Task directions
Repeat, word for word, the passage of the executive pay text from "But dictating the" up to and including "the White House.".

Reading text
((

Never before has a president interfered in the daily activities of our banks and financial institutions. Closing the banks is a Constitutional authority delegated to the government in times of crisis as did FDR in the 30’s.
But dictating the salary of executives in the private sector are not within the control of the president, unless he thinks he is Our dictator!
The job of limiting the pay of executives of private corporations is the duty and responsibility of the Board of Directors and stock holders, not the POTUS!
The president is the leader of the free World, but not the leader of the Free Enterprise system that operates the machine that allows people like Obama to be in the “princely” places like the White House.
The “Obamaphiles” are not satisfied with just limiting the pay of CEOs. They also proposed the following:
The administration will also propose long-term compensation restrictions even for companies that don’t receive government assistance.
* Requiring top executives at financial institutions to hold stock for several years before they can cash out.
* Requiring nonbinding “say on pay” resolutions – that is, giving shareholders more say on executive compensation.
– A Treasury-sponsored conference on a long-term overhaul of executive compensation.
Top officials at companies that have received money from the government’s Troubled Asset Relief Program already face some compensation limits. But elected officials want to place more caps.
“I do know this: We can’t just say, ‘Please, please,'” said Sen. Claire McCaskill, D-Mo., who has proposed that no employee of an institution that receives money under the $700 billion federal bailout can receive more than $400,000 in total compensation until it pays the money back.
The figure is equivalent to the salary of the president of the United States.
Predictably, the leak of this threatening news has brought an immediate negative reaction from the private sector.
“Compensation experts in the private sector have warned that such an intrusion into the internal decisions of financial institutions could discourage participation in the rescue program and slow down the financial sector’s recovery. They also argue that it could set a precedent for government regulation that undermines performance-based pay”. Source: MYWAY.com
Even some Republicans see no harm in setting the principals that if government gives you money they can attach rules of operation.
“In ordinary situations where the taxpayers’ money is not involved, we shouldn’t set executive pay,” said Sen. Richard Shelby of Alabama, the top Republican on the Senate Banking Committee.

))

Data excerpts
((

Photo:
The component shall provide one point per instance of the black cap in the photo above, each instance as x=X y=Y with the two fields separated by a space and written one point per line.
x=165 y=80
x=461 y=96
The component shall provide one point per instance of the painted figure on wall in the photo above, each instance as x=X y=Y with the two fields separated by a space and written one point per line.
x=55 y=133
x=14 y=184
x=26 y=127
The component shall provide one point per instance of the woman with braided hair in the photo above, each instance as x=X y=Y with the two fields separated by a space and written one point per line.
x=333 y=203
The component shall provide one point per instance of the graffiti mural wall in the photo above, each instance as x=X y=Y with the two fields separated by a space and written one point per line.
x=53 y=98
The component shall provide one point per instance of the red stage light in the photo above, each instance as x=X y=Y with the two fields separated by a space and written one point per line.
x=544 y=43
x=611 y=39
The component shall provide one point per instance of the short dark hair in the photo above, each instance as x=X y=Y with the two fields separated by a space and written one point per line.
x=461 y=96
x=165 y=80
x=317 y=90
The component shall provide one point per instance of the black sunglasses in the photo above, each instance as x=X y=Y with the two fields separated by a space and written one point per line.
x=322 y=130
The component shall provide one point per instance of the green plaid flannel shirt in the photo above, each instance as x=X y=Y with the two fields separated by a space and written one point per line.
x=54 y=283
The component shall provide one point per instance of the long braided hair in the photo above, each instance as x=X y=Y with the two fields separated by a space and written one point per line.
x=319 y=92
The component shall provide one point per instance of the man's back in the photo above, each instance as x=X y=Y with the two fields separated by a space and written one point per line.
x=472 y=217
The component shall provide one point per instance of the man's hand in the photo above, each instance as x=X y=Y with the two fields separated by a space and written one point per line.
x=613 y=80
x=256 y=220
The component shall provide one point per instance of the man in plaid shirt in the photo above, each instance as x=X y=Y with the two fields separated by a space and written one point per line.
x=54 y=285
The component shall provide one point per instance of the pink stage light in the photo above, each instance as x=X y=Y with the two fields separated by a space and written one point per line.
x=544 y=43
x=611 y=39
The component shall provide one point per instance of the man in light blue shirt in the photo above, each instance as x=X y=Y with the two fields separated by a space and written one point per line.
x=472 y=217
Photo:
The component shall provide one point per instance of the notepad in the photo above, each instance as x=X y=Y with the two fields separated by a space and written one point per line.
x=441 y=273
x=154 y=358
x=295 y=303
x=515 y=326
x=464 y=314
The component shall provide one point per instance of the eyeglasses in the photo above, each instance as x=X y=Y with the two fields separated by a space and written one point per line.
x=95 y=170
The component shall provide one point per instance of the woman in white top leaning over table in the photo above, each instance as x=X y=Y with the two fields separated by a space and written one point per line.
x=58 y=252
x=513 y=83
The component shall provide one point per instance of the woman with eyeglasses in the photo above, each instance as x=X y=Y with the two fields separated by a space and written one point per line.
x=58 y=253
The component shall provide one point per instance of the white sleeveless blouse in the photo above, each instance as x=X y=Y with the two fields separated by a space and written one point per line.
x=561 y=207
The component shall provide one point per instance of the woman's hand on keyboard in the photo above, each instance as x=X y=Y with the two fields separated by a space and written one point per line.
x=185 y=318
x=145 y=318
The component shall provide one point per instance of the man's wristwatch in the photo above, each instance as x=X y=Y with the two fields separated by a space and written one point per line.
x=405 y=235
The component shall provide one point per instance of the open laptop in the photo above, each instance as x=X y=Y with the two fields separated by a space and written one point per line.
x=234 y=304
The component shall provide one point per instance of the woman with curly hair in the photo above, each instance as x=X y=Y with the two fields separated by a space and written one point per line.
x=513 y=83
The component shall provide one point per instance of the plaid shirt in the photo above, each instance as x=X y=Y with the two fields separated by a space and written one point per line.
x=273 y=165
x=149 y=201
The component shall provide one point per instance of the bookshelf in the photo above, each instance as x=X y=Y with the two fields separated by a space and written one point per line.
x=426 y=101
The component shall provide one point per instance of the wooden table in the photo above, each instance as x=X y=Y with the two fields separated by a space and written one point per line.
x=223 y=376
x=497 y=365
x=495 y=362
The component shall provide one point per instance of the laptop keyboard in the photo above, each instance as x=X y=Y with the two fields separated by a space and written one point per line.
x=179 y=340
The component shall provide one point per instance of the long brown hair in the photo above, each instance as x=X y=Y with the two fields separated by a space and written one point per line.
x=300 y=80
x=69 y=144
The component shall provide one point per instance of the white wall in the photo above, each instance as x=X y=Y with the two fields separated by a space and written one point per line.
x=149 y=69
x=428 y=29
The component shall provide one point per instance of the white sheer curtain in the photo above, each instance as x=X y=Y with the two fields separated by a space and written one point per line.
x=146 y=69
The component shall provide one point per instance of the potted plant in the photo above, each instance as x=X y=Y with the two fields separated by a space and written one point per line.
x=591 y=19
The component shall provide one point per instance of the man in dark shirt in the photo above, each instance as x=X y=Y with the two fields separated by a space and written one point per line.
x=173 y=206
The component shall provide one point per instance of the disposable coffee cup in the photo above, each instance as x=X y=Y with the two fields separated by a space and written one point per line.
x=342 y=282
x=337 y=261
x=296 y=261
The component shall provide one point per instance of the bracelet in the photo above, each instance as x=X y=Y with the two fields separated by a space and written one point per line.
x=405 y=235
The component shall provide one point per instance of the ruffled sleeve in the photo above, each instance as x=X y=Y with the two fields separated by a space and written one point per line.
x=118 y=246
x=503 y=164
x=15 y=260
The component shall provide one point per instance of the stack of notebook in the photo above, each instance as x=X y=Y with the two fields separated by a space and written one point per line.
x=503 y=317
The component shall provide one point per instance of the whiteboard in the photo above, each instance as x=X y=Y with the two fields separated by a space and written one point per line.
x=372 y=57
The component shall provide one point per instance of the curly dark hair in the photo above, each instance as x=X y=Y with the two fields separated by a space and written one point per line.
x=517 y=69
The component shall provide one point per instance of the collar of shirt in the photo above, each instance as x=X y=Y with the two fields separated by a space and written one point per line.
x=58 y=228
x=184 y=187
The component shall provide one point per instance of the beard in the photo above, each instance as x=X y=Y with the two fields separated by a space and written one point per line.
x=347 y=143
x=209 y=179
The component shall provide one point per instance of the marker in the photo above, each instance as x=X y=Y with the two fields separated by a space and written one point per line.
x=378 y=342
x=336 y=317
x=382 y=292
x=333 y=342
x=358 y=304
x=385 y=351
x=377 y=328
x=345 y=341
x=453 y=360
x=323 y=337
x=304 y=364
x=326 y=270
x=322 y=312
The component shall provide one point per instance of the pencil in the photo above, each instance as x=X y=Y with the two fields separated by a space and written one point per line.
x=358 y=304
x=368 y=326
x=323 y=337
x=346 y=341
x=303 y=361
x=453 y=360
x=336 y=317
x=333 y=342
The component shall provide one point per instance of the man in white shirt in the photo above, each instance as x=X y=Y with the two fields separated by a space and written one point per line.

))

Response
But dictating the salary of executives in the private sector are not within the control of the president, unless he thinks he is Our dictator!
The job of limiting the pay of executives of private corporations is the duty and responsibility of the Board of Directors and stock holders, not the POTUS!
The president is the leader of the free World, but not the leader of the Free Enterprise system that operates the machine that allows people like Obama to be in the “princely” places like the White House.